**Enunciado da tarefa**.
Responda às perguntas a seguir com base no texto sobre a medalha leiloada.
1. Por quanto a medalha foi vendida no leilão?
2. Em que Jogos Olímpicos a medalha de bronze foi conquistada?
3. Em que mês a pugilista vai inaugurar o estúdio de boxe?

**Texto de origem**.
Ela se viu em um momento de fragilidade financeira e teve de colocar sua medalha para leilão. O dinheiro arrecadado seria utilizado para montar um restaurante na Bahia, como parte de um planejamento de sua aposentadoria dos ringues.
Segundo ela, o dinheiro nunca foi sua principal motivação, mas precisou usar a razão para tomar decisões difíceis ao longo de sua carreira. Por isso, tomou a iniciativa de leiloar sua medalha no memorial do esporte.
"Nesse momento tive de usar a razão. Estava com pouco dinheiro e vi na medalha uma oportunidade. Às 11h entrou em leilão. Logo às 16h já tinha um comprador. Vendi por R$ 150 mil. Não sabia se ficava feliz ou triste. Feliz pelo dinheiro, mas triste por ver a medalha indo embora, minha maior conquista", contou a ex-atleta de 42 anos.
O que a pugilista não esperava era que a sua medalha de bronze conquistada nos Jogos Olímpicos de Londres-2012, a primeira do boxe feminino brasileiro, retornaria às suas mãos. E o melhor de toda a história: os R$ 150 mil foram destinados a apoiar a ex-atleta na estruturação de uma academia de boxe, em São Paulo
Surpresa e novo momento
Após duas semanas, foi revelado que o verdadeiro comprador da medalha foi Alexandre Fonseca, CEO da Superbet Brasil, casa de apostas que decidiu, ao ver o caso da atleta, dar o maior lance no objeto e manter a baiana com a medalha e luvas nas mãos. "Ficamos sensibilizados que uma atleta de alto rendimento estava nessa situação. Por isso, queríamos ajudar nesse próximo passo e conseguir proporcionar uma aposentadoria mais tranquila para ela A partir disso, depois da revelação que fomos nós que arrematamos esse lance, sentamos para conversar e oferecemos a oportunidade da academia", diz Patrícia Prates, diretora de marketing da SuperBet Brasil.
Com o apoio financeiro e mentorias em gestão oferecidas pela empresa, a pugilista irá inaugurar em setembro o estúdio de boxe O espaço será dedicado a aulas, palestras e formação de novos atletas e celebra a oportunidade. Quanto à medalha, Araújo não esconde a felicidade de ter o objeto de volta em suas mãos. "Sempre fui muito apegada a ela. Vivi a alegria em Londres e agora que ela retornou, não estava acreditando. Foi como se eu tivesse vencido duas vezes. Quanto à academia, vejo uma oportunidade de retribuir ao esporte o tanto que tanto ele me deu. Não posso ser ingrata com esse esporte."

**Material fornecido**.
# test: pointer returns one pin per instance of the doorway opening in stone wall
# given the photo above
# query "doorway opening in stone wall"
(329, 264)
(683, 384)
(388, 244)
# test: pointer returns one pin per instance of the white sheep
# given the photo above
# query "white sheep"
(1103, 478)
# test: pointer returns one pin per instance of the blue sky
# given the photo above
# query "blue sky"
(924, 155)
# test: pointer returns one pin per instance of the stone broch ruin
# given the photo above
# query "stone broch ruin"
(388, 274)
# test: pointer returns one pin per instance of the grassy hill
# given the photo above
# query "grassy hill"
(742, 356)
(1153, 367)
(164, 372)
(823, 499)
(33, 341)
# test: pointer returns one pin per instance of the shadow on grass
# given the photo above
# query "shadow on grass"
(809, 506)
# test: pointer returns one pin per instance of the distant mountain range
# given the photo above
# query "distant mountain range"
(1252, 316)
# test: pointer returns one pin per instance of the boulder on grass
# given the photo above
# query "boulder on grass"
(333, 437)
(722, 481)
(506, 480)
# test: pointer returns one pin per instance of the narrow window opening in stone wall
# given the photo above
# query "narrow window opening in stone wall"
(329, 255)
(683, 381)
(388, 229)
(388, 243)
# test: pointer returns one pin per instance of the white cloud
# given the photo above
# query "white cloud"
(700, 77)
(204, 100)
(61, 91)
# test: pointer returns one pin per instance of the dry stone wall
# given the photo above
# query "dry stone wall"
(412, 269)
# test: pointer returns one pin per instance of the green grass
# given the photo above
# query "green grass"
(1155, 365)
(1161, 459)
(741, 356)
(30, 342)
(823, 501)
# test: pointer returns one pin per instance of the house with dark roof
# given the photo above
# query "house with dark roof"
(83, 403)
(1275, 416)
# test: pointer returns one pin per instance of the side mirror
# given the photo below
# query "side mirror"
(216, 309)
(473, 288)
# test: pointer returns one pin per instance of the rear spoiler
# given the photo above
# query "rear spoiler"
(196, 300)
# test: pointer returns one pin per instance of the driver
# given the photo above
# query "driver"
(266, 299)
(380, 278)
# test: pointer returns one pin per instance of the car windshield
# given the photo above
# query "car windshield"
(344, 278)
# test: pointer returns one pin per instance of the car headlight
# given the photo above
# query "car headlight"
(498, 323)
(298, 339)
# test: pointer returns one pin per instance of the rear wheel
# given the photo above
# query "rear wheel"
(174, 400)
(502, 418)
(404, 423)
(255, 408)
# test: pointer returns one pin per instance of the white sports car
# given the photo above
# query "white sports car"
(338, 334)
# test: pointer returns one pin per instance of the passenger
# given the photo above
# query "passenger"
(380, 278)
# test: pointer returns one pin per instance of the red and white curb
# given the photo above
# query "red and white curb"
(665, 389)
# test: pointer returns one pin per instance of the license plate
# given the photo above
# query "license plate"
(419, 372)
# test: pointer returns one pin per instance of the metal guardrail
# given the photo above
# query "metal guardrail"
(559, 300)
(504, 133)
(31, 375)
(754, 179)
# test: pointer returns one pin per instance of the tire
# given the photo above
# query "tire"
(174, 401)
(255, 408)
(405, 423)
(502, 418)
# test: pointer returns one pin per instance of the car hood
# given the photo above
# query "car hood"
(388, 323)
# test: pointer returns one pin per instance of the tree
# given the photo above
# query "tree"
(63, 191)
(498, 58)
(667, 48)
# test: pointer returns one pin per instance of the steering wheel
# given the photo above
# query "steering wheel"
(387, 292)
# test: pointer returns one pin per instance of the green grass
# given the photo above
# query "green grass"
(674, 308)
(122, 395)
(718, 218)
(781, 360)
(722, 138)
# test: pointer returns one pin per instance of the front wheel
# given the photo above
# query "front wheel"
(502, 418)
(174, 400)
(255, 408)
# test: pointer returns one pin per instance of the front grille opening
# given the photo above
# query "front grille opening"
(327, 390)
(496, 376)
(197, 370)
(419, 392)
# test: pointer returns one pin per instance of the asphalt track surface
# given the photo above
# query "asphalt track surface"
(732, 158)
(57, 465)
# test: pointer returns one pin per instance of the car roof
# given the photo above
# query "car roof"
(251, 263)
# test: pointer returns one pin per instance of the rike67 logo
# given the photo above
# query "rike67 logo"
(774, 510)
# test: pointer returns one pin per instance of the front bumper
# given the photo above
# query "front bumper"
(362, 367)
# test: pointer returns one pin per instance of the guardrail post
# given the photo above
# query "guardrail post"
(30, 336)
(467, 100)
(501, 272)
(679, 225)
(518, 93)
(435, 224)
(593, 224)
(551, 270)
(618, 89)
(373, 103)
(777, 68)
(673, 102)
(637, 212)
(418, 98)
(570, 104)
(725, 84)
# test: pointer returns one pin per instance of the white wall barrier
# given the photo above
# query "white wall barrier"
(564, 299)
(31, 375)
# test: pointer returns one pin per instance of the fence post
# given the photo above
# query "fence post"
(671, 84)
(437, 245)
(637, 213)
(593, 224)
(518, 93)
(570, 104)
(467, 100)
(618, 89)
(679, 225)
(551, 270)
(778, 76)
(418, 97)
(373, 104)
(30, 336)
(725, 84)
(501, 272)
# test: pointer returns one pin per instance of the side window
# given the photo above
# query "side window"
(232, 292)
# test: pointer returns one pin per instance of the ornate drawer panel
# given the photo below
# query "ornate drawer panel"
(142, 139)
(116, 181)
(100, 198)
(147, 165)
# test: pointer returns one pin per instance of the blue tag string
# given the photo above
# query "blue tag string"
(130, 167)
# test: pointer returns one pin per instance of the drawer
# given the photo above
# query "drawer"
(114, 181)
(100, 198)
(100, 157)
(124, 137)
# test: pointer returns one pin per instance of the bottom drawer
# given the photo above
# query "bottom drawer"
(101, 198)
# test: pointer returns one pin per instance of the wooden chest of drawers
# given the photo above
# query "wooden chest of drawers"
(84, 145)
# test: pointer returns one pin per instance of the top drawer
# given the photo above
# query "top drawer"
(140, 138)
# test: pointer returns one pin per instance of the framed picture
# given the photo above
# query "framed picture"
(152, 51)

**Resultado do exercício**.
1. Por R$ 150 mil.
2. Nos Jogos Olímpicos de Londres-2012.
3. Em setembro.